WHAT YOU ARE ASKED TO DO | Take the line containing "Final review stage: ensure every wooden" and every line after it in the data below, and print them exactly as given, with nothing else.

*** Opening DATA LISTING ***

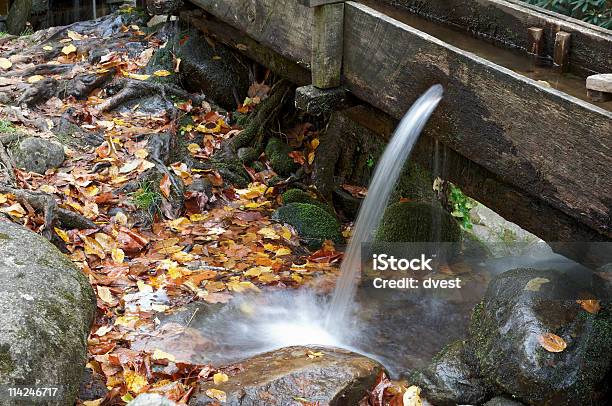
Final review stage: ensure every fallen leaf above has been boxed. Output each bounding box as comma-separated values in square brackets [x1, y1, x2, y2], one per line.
[97, 286, 115, 304]
[160, 174, 171, 198]
[0, 58, 12, 70]
[576, 299, 600, 314]
[403, 386, 422, 406]
[524, 277, 549, 292]
[153, 69, 172, 77]
[61, 44, 77, 55]
[206, 389, 227, 402]
[152, 348, 176, 362]
[213, 372, 229, 384]
[538, 332, 567, 353]
[27, 75, 45, 83]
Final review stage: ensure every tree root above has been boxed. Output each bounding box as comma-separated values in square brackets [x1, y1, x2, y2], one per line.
[98, 78, 207, 113]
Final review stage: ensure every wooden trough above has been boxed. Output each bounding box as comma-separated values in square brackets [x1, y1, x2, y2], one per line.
[184, 0, 612, 243]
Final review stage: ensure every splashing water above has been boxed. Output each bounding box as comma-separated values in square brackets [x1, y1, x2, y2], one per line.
[325, 84, 444, 330]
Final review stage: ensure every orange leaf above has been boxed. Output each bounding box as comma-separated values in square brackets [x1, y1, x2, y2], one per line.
[576, 299, 600, 314]
[160, 174, 171, 199]
[538, 333, 567, 353]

*** Closing DATA LISTING ***

ANSWER BOX |
Final review stage: ensure every wooden trough above has been boxed. Output each bounding box as comma-separated values in square brackets [x1, y1, x2, y2], one per line.
[184, 0, 612, 243]
Final review stage: ensure every splashing water above has been boxed. Output each bounding box as comma-separated values in square brackets [x1, y1, x2, y2], one per line.
[325, 84, 444, 330]
Final review stage: ensure every orange leaf above has been boxed. Output each bounding box as comma-separated values in square brackets [x1, y1, x2, y2], one per line.
[576, 299, 600, 314]
[160, 174, 171, 199]
[538, 333, 567, 353]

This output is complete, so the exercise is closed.